* _EXERCISE_
Reproduce the passage below on thermal mismatch between MWCNTs and the lunar regolith matrix word for word, in full.

* _GIVEN PASSAGE_
= = =
Incorporating temperature‐dependent properties for both the MWCNTs and the lunar regolith matrix revealed more pronounced effects of thermal mismatch across the full extended cycle. At the highest temperature of 117 °C, the MWCNTs slightly contracted while the matrix expanded, creating localized stress concentrations at their interfaces and increasing principal strain within the adjacent matrix (Figure 5b). As the temperature dropped to −80 °C, the thermal expansion mismatch became more pronounced, with interfacial stresses rising sharply from 33.42 MPa at 117 °C (Figure 5b) to 127.60 MPa (Figure 5c), and the principal strain reaching 5.87 × 10⁻⁴ (Figure 5c). Upon further cooling to −171 °C, the mismatch effects intensified, which the matrix experienced contraction while the MWCNTs continued expanding, causing interfacial stress to exceed 207.20 MPa and principal strain to surpass 1.58 × 10⁻³ (Figure 5d). When reheated to + 80 °C (Figure 5e), the system exhibited partial stress relief; however, residual stress and strain concentrations remained along the interfaces. These persistent stress–strain fields indicate accumulated thermal mismatch and point to the potential for long‐term damage mechanisms such as microcracking and interfacial debonding between the MWCNTs and the regolith matrix.
= = =
* _PROVIDED DATA_
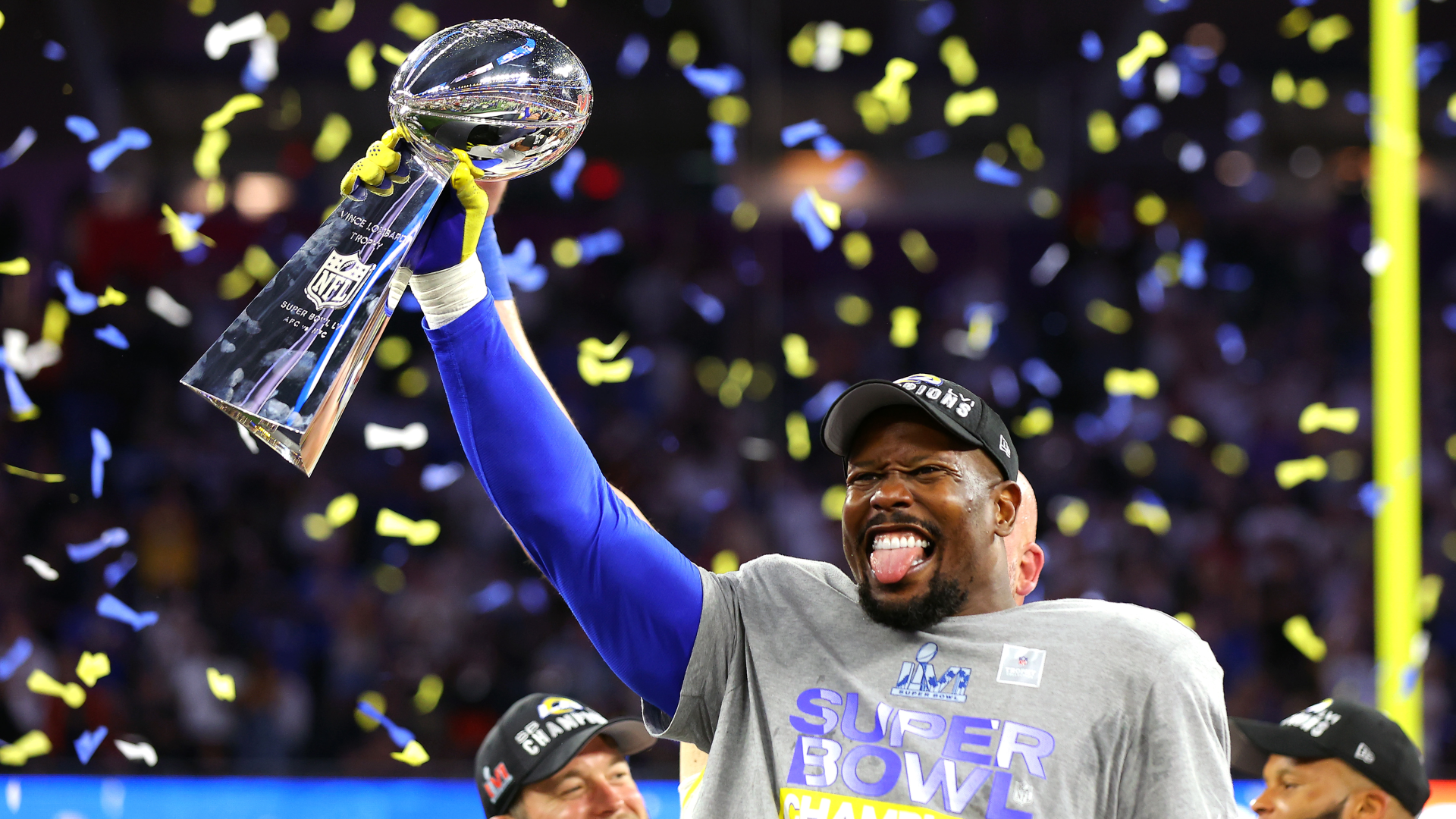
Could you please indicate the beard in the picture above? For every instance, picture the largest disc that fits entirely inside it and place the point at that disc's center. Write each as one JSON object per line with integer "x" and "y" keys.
{"x": 941, "y": 599}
= = =
* _EXPECTED ANSWER_
Incorporating temperature‐dependent properties for both the MWCNTs and the lunar regolith matrix revealed more pronounced effects of thermal mismatch across the full extended cycle. At the highest temperature of 117 °C, the MWCNTs slightly contracted while the matrix expanded, creating localized stress concentrations at their interfaces and increasing principal strain within the adjacent matrix (Figure 5b). As the temperature dropped to −80 °C, the thermal expansion mismatch became more pronounced, with interfacial stresses rising sharply from 33.42 MPa at 117 °C (Figure 5b) to 127.60 MPa (Figure 5c), and the principal strain reaching 5.87 × 10⁻⁴ (Figure 5c). Upon further cooling to −171 °C, the mismatch effects intensified, which the matrix experienced contraction while the MWCNTs continued expanding, causing interfacial stress to exceed 207.20 MPa and principal strain to surpass 1.58 × 10⁻³ (Figure 5d). When reheated to + 80 °C (Figure 5e), the system exhibited partial stress relief; however, residual stress and strain concentrations remained along the interfaces. These persistent stress–strain fields indicate accumulated thermal mismatch and point to the potential for long‐term damage mechanisms such as microcracking and interfacial debonding between the MWCNTs and the regolith matrix.